Il est des livres qui n’ont dû leur popularité et leur puissance qu’à leur modération, par exemple, les Prisons de Silvio Pellico. Plusieurs de ses compagnons d’infortune, au sortir de leur longue captivité, ont dépeint leur martyre avec l’accent le plus indigné et les plus douloureux détails ; mais leurs cris de colère et de vengeance se sont perdus dans les airs, et aujourd’hui on a même oublié leurs noms pourtant si dignes de pitié. Silvio, sans être un grand écrivain, a touché toutes les âmes en ne laissant qu’entrevoir ses souffrances ; il a irrité contre l’Autriche sa geôlière, en la ménageant, et par cette retenue magnanime il a gagné à lui-même et à son pays toutes les sympathies de l’Europe et du monde ; et quand vint l’heure de la lutte armée pour l’indépendance italienne, qui peut dire que ces sympathies furent inutiles et que ce petit livre ne fut pas de quelque poids dans la balance du destin ?

▶ [Consignes et exigences]:
Répondez s'il vous plaît à ces questions sur le texte consacré à Silvio Pellico :
1. D'après la première phrase, à quoi certains livres ont-ils dû leur popularité et leur puissance ?
2. Qu'est-il arrivé aux noms des compagnons d'infortune qui ont dépeint leur martyre avec indignation ?
3. Quel pays est désigné comme la geôlière de Silvio ?
Les items n'ont aucune utilité ici.

▶ [Données fournies]:

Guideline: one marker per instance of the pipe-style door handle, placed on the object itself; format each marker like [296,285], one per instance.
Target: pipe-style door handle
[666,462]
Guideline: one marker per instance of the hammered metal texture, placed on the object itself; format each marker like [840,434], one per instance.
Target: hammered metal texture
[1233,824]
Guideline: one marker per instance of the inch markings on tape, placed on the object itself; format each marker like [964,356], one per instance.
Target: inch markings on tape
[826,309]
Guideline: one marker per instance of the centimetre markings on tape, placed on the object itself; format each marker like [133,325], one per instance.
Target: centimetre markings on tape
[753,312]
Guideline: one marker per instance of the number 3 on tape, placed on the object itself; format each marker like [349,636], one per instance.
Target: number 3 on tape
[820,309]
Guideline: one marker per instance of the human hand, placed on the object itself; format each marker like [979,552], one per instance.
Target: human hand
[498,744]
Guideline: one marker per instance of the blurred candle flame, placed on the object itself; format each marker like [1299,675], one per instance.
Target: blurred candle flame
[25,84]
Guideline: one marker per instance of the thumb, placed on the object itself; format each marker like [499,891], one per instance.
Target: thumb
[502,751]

---

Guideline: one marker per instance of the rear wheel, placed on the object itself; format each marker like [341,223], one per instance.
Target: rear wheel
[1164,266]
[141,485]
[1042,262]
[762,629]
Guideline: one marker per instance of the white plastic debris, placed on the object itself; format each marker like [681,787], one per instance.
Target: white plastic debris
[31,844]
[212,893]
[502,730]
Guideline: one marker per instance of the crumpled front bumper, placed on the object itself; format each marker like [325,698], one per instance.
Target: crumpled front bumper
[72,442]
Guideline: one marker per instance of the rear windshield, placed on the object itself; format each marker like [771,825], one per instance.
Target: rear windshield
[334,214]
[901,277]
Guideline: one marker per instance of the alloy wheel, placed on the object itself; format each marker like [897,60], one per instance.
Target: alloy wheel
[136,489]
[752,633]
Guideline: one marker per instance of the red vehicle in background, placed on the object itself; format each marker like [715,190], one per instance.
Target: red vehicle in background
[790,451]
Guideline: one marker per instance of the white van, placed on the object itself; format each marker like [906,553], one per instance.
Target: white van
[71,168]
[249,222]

▶ [Solution du problème]:
1. À leur modération.
2. On les a oubliés.
3. L'Autriche.